BRIEF 1:
Answer these questions from the social media addiction article:
(a) How many Bartle Bogle Hegarty advertising interns are behind Social Rehab?
(b) Roughly what share of time spent online is on a social network?
(c) What did the D.S.M. committee consider this year?
BRIEF 2: From the social media addiction article, output the stretch from "The discourse surrounding" through "of using it." word for word.
** DOCUMENT TEXT follows **
Taking a break from technology can be hard, enough to make people pay hundreds of dollars just to have someone turn it off and take it away — for some, social media is even more addictive than cigarettes or alcohol. It’s probably only a matter of time before weaning oneself off of Twitter and Facebook requires a 12-step program too.
“It’s a social tick, like smokers wanting to have something in their mouth at all times,” Rhys Hillman told me. He’s one of three Bartle Bogle Hegarty advertising interns behind a new get-offline campaign called Social Rehab. They wanted to pick a topic that was “light-hearted yet serious,” said Hillman, who doesn’t think social media addiction, and the ensuing smartphone attachment, are being talked about seriously. More importantly, they say, there aren’t guidelines or etiquette for how to not be the jerk engrossed in their phone. (Guess they’ve never played the “Don’t Be A D*ck During Meals With Friends” game.)
The discourse surrounding social media and Internet addiction, given that roughly one out of every five minutes spent online is on a social network, has been increasing. The first Internet addiction rehab clinic opened a few years ago, and the Diagnostic and Statistical Manual of Mental Disorders (D.S.M.) committee “considered” including Internet addiction as a behavioral disorder for the first time this year. Scientists have seen similar psychological rewards to nicotine and cocaine, but research isn’t conclusive as to whether or not you can actually be addicted to technology and not just the behavior of using it.
** End of DOCUMENT TEXT **
** DATASET SECTION follows **
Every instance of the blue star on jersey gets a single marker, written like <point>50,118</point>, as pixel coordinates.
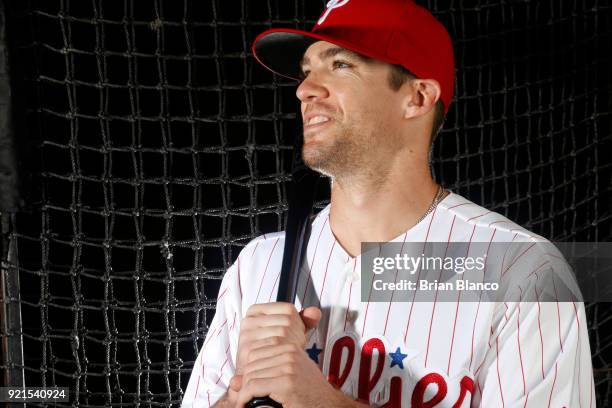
<point>397,358</point>
<point>314,352</point>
** End of DATASET SECTION **
YOUR SOLUTION 1:
(a) Three.
(b) Roughly one out of every five minutes.
(c) It considered including Internet addiction as a behavioral disorder for the first time.

YOUR SOLUTION 2:
The discourse surrounding social media and Internet addiction, given that roughly one out of every five minutes spent online is on a social network, has been increasing. The first Internet addiction rehab clinic opened a few years ago, and the Diagnostic and Statistical Manual of Mental Disorders (D.S.M.) committee “considered” including Internet addiction as a behavioral disorder for the first time this year. Scientists have seen similar psychological rewards to nicotine and cocaine, but research isn’t conclusive as to whether or not you can actually be addicted to technology and not just the behavior of using it.